# PROBLEM REQUIREMENTS
Reproduce word for word the lines starting at the line that contains "Would you mind marking the beige" and ending at the final line of the entries below, with both ends included.

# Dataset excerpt
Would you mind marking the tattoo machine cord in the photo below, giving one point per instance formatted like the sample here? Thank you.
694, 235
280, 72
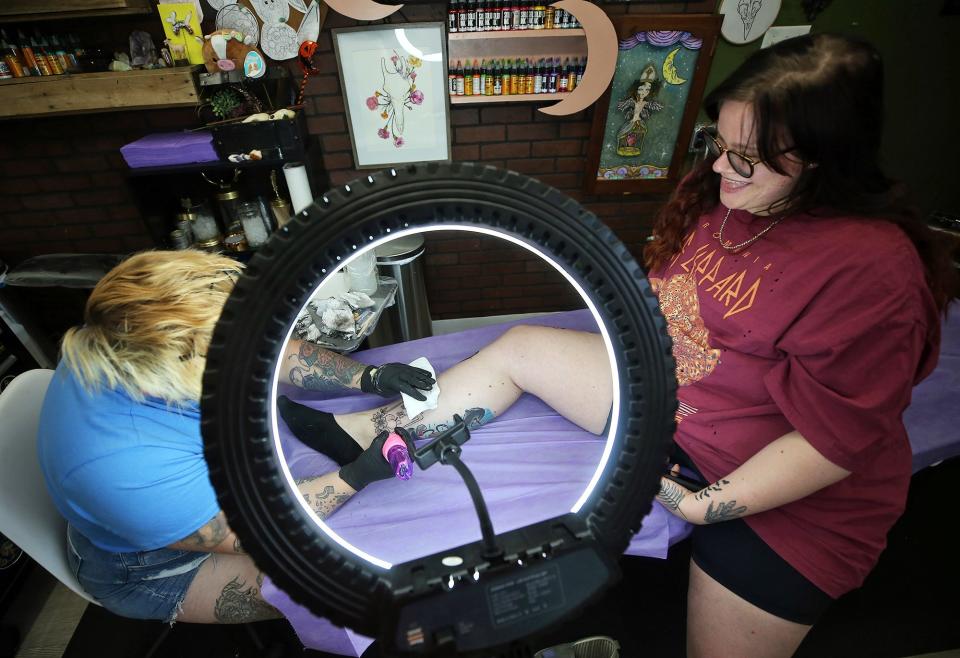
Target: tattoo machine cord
445, 448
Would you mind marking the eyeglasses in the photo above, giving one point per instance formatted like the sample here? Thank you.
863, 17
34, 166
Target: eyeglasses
742, 164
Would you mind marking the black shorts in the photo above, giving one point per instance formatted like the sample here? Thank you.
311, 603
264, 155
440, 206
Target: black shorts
734, 555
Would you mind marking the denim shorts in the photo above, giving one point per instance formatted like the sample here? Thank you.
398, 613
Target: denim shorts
140, 585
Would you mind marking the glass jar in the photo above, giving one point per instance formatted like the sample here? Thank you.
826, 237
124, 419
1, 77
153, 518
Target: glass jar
235, 242
203, 223
227, 202
253, 222
213, 246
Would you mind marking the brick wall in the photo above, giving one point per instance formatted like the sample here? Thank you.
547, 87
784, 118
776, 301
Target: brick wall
64, 187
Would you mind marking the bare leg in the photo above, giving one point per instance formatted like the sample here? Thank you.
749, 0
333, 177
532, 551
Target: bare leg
226, 590
569, 370
720, 623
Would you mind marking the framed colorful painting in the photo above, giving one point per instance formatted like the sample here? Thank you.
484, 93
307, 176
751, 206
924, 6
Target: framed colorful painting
644, 123
394, 80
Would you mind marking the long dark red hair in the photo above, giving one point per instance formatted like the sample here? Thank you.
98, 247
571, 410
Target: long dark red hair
824, 94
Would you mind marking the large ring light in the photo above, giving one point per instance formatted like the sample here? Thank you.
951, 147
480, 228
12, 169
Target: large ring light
426, 606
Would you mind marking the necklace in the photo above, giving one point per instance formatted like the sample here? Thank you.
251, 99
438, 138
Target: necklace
737, 247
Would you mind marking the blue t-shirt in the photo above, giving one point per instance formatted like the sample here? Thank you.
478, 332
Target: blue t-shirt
130, 476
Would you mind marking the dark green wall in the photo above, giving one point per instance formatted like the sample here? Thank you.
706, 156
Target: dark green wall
921, 51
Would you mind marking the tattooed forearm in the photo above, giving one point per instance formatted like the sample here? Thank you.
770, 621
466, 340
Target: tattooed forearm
325, 502
671, 495
716, 487
723, 512
239, 603
317, 369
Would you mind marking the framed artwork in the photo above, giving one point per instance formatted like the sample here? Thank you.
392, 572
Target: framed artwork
394, 80
644, 123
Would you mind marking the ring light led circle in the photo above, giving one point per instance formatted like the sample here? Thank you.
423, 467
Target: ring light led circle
254, 488
358, 252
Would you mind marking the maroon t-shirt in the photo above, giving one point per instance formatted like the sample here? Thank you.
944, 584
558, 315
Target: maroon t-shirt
822, 326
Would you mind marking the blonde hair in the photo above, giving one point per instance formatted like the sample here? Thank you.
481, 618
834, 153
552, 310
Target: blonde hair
148, 324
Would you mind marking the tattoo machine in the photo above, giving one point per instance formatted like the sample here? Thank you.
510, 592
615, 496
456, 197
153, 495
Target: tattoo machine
397, 454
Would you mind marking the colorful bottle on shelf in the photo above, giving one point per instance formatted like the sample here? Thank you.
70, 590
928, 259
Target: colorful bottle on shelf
459, 75
30, 62
539, 9
396, 453
452, 17
11, 56
477, 85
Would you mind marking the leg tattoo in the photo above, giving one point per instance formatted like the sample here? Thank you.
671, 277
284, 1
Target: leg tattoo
239, 603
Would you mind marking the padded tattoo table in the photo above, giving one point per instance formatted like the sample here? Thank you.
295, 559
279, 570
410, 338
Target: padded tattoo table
531, 464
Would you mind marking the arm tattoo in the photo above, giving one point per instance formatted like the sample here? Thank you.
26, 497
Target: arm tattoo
386, 419
671, 495
715, 488
210, 535
325, 502
317, 369
239, 603
723, 512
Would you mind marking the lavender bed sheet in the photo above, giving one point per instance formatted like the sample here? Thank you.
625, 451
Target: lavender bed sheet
531, 464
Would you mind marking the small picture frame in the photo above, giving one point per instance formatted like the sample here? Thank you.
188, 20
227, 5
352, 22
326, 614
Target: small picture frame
643, 124
394, 80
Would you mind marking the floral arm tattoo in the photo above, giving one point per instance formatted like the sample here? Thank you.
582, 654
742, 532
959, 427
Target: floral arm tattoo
671, 495
317, 369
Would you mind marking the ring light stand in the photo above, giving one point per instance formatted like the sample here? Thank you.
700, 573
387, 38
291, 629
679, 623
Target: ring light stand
510, 586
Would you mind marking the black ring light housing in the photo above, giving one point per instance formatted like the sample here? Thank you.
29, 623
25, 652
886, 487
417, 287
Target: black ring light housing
548, 570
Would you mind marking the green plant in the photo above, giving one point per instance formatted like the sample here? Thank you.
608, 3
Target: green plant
224, 103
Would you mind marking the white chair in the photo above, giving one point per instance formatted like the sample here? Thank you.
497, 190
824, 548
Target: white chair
28, 516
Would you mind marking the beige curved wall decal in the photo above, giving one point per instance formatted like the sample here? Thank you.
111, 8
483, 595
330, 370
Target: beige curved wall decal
363, 10
602, 49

# REPLY
Would you mind marking the beige curved wall decal in the photo above, giving one point per instance formatted like the sample here? Thank you.
111, 8
483, 595
330, 370
Target: beige curved wall decal
363, 10
602, 49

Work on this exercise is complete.